**What you are asked to do:** Exactly as they appear, copy the lines from the start of the entries below to the line containing "stone, one line per instance.", both ends included.

**Data for review:**
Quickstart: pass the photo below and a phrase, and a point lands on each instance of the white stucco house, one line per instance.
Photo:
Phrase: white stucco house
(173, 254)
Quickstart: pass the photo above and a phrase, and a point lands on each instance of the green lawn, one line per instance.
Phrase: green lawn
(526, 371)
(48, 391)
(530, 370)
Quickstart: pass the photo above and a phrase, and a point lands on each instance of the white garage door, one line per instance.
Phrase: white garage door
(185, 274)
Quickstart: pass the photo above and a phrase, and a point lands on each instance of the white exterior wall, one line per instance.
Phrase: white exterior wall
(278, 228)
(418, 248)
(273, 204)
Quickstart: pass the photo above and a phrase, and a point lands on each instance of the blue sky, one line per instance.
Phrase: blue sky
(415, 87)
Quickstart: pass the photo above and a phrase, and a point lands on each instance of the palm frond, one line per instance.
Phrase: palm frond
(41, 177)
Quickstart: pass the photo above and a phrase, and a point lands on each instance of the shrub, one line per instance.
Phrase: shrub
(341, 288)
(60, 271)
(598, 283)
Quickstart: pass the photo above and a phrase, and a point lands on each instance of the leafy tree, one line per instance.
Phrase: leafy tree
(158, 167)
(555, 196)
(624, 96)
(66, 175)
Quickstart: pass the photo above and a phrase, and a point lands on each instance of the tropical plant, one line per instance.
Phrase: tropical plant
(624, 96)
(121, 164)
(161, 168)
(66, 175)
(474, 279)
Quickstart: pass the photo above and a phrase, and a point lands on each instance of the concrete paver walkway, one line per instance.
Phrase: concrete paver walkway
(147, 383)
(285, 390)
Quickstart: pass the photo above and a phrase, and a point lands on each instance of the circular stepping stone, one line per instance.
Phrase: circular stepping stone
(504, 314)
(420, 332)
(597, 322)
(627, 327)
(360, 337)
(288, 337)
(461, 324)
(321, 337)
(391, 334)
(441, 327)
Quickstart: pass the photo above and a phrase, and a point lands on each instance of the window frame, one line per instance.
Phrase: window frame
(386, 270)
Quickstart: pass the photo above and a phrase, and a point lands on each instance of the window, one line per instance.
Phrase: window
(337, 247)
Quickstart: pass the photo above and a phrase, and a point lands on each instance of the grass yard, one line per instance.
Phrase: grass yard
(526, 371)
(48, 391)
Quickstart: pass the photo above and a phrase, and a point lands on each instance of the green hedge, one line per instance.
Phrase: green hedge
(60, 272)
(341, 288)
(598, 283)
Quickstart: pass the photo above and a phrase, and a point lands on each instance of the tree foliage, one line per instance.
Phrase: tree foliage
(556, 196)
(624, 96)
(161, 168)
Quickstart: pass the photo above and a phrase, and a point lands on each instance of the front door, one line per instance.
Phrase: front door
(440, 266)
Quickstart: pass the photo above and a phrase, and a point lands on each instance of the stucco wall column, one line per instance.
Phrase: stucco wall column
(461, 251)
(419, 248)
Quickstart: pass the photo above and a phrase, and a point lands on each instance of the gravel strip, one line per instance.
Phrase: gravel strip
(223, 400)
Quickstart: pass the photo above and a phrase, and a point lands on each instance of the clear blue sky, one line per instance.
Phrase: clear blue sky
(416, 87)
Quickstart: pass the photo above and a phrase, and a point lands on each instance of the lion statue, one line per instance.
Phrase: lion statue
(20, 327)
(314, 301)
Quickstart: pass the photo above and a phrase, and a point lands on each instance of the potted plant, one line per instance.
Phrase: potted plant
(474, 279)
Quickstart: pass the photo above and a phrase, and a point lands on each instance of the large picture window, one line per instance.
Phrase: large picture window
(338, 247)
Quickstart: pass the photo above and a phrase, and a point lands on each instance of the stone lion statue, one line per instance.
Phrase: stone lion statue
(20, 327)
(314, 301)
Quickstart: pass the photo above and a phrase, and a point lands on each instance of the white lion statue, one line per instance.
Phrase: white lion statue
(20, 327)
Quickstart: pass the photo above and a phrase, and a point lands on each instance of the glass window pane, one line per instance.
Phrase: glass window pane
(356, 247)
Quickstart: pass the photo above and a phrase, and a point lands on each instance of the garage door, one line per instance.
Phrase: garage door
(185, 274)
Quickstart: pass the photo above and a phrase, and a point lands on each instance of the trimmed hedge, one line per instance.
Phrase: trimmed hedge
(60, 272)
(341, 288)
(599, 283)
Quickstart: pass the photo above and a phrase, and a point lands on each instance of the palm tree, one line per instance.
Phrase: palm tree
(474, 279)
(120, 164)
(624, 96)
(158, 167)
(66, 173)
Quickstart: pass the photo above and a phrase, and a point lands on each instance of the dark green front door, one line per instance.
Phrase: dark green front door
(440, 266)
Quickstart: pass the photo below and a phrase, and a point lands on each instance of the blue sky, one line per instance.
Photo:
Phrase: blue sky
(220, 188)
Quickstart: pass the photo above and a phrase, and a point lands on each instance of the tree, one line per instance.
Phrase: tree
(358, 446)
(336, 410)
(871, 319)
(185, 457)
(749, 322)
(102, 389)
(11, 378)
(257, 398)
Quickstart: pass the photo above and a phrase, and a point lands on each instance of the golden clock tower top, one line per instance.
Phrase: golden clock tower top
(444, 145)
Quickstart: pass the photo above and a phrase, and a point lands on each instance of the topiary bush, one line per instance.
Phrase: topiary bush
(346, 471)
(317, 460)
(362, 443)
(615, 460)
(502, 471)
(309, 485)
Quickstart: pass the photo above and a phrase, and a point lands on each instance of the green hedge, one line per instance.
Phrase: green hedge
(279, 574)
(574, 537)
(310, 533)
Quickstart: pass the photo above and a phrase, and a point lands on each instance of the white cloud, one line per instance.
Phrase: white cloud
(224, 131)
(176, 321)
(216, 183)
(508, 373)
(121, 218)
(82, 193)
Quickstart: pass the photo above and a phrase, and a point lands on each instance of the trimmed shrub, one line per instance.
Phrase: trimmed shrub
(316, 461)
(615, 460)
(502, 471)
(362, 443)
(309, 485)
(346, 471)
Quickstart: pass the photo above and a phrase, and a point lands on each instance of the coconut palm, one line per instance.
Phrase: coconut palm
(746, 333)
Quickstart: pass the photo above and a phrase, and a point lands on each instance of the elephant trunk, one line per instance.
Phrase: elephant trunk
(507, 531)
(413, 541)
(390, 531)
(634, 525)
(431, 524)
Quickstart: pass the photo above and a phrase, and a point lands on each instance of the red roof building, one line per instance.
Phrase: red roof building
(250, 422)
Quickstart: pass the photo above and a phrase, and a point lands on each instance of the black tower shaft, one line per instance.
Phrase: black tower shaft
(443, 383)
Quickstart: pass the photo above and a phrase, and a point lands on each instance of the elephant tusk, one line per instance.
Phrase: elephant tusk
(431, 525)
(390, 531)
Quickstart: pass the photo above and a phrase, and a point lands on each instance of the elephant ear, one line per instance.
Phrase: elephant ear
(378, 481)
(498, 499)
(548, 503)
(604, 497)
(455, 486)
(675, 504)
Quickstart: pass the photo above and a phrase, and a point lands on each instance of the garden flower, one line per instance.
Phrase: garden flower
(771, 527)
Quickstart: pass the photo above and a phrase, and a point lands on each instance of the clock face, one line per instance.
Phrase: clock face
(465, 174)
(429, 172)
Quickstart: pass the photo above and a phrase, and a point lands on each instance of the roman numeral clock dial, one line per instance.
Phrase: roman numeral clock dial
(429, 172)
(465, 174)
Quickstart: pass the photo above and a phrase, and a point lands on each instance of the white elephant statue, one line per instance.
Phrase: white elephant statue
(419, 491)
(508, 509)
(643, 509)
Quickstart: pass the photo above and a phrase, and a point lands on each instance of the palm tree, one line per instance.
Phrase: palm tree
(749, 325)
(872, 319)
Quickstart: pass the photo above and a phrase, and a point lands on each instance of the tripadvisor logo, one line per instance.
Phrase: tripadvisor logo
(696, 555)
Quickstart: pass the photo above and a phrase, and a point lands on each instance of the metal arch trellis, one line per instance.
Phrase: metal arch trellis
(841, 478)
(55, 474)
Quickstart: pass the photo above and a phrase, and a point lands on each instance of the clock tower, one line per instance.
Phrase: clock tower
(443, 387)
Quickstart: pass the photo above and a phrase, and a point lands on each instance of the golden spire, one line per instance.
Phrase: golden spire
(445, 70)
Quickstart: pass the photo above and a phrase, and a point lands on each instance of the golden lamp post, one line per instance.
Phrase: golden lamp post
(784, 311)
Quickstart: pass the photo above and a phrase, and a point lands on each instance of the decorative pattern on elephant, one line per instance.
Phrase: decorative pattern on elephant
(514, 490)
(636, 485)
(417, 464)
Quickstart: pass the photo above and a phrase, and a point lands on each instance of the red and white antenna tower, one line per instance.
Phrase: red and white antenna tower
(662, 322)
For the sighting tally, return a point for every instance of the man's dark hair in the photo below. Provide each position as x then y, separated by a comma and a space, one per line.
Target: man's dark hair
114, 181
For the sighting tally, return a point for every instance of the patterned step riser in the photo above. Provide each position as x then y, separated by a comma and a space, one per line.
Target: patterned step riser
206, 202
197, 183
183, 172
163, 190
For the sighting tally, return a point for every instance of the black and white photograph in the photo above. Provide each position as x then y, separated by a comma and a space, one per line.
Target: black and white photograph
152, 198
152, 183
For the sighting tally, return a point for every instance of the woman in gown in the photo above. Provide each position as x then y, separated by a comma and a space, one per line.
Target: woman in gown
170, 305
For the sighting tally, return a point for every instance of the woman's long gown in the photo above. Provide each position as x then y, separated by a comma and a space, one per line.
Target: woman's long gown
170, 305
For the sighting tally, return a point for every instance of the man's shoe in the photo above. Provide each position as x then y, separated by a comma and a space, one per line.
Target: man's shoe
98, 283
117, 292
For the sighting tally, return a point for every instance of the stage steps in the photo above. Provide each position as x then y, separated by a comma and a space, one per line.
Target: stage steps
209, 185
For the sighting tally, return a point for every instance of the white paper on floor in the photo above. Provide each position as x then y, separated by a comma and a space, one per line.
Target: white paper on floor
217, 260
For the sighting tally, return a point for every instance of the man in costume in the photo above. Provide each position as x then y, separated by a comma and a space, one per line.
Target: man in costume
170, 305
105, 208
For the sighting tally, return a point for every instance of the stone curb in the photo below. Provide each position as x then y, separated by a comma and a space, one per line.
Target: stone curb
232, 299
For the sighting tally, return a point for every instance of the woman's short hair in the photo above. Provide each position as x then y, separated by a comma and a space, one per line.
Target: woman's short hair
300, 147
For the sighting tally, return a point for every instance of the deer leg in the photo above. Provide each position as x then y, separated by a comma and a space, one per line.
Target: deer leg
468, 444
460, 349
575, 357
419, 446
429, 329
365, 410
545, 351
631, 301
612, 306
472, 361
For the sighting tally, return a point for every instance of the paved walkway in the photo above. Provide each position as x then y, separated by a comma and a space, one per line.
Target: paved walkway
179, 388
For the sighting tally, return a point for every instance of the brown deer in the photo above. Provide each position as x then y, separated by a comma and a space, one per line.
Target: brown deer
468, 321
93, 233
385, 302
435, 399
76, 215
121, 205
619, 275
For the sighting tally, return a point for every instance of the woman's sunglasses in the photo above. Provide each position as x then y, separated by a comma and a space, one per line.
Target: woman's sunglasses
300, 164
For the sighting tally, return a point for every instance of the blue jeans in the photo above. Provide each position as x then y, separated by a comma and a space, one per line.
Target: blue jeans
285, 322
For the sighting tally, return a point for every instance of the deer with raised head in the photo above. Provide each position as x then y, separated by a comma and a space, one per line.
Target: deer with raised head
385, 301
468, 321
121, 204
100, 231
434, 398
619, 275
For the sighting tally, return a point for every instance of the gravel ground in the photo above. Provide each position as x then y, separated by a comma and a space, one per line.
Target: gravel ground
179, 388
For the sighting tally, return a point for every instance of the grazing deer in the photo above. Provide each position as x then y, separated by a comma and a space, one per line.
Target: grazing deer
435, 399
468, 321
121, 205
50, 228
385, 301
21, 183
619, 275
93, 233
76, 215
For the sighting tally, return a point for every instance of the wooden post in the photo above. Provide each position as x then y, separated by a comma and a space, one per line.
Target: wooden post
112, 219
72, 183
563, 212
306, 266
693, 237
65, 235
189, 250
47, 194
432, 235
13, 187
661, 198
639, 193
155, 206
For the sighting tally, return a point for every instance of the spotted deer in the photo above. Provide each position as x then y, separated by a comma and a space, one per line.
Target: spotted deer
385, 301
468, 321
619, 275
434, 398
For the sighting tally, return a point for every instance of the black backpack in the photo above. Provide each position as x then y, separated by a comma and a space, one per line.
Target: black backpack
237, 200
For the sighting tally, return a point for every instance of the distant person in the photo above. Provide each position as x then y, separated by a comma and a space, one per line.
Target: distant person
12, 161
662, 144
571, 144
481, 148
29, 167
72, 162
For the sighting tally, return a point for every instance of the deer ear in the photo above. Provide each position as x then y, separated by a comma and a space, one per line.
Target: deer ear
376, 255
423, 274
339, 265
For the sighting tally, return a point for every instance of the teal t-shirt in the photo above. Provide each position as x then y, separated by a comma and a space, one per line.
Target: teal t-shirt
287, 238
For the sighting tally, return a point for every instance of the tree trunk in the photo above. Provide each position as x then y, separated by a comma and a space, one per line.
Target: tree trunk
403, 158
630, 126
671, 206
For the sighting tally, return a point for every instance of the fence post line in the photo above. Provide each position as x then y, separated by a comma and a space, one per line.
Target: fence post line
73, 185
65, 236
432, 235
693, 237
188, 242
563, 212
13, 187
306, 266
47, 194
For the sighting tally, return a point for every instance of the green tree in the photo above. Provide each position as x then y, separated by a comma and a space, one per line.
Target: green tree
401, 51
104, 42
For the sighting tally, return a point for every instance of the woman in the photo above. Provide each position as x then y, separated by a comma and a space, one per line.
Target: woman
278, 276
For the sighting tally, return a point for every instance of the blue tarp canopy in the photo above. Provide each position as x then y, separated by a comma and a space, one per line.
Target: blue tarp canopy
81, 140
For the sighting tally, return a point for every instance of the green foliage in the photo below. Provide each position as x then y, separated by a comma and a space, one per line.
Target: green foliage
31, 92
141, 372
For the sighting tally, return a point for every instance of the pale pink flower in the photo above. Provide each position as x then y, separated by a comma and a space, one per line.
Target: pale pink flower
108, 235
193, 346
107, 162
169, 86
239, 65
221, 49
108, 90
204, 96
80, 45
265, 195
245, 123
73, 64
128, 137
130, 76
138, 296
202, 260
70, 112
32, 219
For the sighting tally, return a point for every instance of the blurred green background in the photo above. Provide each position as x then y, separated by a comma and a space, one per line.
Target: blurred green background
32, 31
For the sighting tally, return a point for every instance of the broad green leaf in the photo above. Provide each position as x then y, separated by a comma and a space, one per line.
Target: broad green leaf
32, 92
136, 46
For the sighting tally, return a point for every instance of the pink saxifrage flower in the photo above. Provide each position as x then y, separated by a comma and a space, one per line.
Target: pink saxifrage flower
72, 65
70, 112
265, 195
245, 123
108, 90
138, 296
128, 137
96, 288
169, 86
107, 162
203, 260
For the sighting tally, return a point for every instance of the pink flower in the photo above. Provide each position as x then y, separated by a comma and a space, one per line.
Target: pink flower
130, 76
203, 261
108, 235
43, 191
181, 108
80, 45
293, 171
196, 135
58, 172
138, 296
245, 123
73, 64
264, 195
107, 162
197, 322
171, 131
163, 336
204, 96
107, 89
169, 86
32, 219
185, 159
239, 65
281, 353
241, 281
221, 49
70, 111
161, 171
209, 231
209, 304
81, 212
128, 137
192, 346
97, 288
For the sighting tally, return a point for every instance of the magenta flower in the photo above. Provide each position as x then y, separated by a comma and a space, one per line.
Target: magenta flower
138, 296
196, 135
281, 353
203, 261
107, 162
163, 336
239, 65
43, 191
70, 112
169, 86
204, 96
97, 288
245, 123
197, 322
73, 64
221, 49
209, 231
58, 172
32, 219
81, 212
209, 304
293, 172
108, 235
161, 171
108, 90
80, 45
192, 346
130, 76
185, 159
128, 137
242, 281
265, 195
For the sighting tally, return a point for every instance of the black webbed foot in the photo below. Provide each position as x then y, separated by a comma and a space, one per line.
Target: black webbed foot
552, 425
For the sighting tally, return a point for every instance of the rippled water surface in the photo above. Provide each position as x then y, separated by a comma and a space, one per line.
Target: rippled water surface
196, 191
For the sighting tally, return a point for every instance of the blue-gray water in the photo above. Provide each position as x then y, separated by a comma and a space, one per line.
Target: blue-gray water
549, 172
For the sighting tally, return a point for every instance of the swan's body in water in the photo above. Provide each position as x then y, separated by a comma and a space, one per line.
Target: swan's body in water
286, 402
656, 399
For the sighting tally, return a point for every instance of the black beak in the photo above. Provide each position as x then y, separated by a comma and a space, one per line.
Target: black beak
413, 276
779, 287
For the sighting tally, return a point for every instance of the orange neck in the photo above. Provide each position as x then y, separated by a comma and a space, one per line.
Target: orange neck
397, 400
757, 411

**Answer space:**
Quickstart: pass the photo below and a phrase, and a point lands on each instance of the white stucco house, one line per instance.
Photo:
Phrase: white stucco house
(173, 254)
Quickstart: pass the photo above and a phrase, and a point lands on each instance of the green lawn, one line per instance.
Phrase: green lawn
(526, 371)
(48, 391)
(530, 370)
Quickstart: pass the photo above and a phrase, and a point lands on each instance of the white garage door, one line per instance.
Phrase: white garage door
(185, 274)
Quickstart: pass the photo above and a phrase, and a point lands on each instance of the white exterior wall, one line per instance.
Phrase: white exterior wall
(278, 228)
(418, 248)
(273, 204)
Quickstart: pass the photo above and a phrase, and a point lands on each instance of the blue sky, one line per instance.
Phrase: blue sky
(415, 87)
Quickstart: pass the photo above and a phrase, and a point lands on each instance of the palm frond, one line per instance.
Phrase: palm frond
(41, 177)
Quickstart: pass the photo above and a phrase, and a point lands on each instance of the shrub, one line per instance.
Phrase: shrub
(341, 288)
(60, 271)
(598, 283)
Quickstart: pass the photo above and a phrase, and a point lands on each instance of the leafy tree, one line per instance.
Phrase: leafy tree
(158, 167)
(555, 196)
(624, 96)
(66, 175)
Quickstart: pass the photo above and a phrase, and a point lands on each instance of the tropical plant, one line per instance.
Phrase: tropical plant
(624, 96)
(121, 164)
(161, 168)
(66, 175)
(474, 279)
Quickstart: pass the photo above and a phrase, and a point lands on each instance of the concrete paver walkway, one line per instance.
Phrase: concrete paver walkway
(147, 383)
(285, 390)
Quickstart: pass the photo above and a phrase, and a point lands on each instance of the circular stepping stone, one line per instance.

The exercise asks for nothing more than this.